Text block:
○ ○ ○ ○

Aleksandr Ivanovich Laktionov (Russian: Александр Иванович Лактионов; 16 May 1910 – 15 March 1972) was a Socialist realism painter in the post-war Soviet Union. His meticulous and almost photo-real style was popular, but courted controversy among art critics and other artists.

Laktionov was born in Rostov-on-Don and studied in the Leningrad Academy of Arts from 1926–1929 and later as a postgraduate from 1938-1944. Laktionov was a pupil of the artist Isaak Brodskii and was influenced by his technical and realistic approach, which followed the traditions of the Old Masters.

Laktionov’s breakthrough work was A Letter From the Front (1947), which captured the prevailing mood among the people of the Soviet Union following the German-Soviet War. It is a highly optimistic work, bathed in a warm glow, which became a motif of Laktionov’s later works and Socialist Realism in general.

Laktionov became most famous for his genre paintings such as Into a New Flat (1952) and Old Age Provided For (1958–60). These painstakingly realistic works paint an overwhelmingly positive picture of Soviet society. Nonetheless, these paintings proved popular among the general public, despite their mixed critical reception. This criticism was leveled mainly at Laktionov’s trademark attention to detail that, they claimed, eschews artistic expression in favor of naturalism.

○ ○ ○ ○

Request: Rewrite the passage of the Laktionov biography from "Laktionov was born" up to and including "the Old Masters.", changing "Isaak Brodskii" to "Isaak Brodsky".

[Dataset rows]
○ ○ ○ ○

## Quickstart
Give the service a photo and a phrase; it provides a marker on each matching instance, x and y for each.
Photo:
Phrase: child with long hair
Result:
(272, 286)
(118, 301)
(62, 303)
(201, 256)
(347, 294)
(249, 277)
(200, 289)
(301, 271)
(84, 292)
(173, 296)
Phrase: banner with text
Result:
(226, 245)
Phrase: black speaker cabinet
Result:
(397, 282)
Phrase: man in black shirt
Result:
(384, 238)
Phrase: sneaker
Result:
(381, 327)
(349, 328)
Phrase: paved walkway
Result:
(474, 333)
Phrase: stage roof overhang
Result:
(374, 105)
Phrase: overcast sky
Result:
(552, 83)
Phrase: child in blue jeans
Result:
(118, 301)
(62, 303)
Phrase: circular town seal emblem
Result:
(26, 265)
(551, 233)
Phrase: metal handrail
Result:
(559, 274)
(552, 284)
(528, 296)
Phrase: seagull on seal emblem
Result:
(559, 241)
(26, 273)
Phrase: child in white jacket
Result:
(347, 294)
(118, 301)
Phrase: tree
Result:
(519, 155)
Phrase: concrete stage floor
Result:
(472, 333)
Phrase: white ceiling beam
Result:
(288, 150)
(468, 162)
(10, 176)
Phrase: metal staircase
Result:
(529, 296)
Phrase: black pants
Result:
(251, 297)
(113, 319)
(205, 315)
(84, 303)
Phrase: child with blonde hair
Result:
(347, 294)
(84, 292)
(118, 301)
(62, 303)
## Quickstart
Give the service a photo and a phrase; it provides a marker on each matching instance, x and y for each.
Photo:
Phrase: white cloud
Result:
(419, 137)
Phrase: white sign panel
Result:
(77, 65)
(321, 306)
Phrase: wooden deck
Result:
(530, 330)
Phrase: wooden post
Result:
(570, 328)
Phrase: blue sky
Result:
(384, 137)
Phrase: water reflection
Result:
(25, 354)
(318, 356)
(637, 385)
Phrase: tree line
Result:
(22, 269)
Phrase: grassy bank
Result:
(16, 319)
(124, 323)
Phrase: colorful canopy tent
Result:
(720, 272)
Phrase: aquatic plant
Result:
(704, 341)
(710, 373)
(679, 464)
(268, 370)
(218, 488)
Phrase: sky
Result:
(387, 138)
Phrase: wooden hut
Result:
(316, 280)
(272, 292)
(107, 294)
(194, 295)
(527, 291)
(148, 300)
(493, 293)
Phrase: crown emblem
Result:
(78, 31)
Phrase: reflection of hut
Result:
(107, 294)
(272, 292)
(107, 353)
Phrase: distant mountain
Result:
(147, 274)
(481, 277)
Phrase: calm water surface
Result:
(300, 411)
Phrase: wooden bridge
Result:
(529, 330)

○ ○ ○ ○

Response to the task:
Laktionov was born in Rostov-on-Don and studied in the Leningrad Academy of Arts from 1926–1929 and later as a postgraduate from 1938-1944. Laktionov was a pupil of the artist Isaak Brodsky and was influenced by his technical and realistic approach, which followed the traditions of the Old Masters.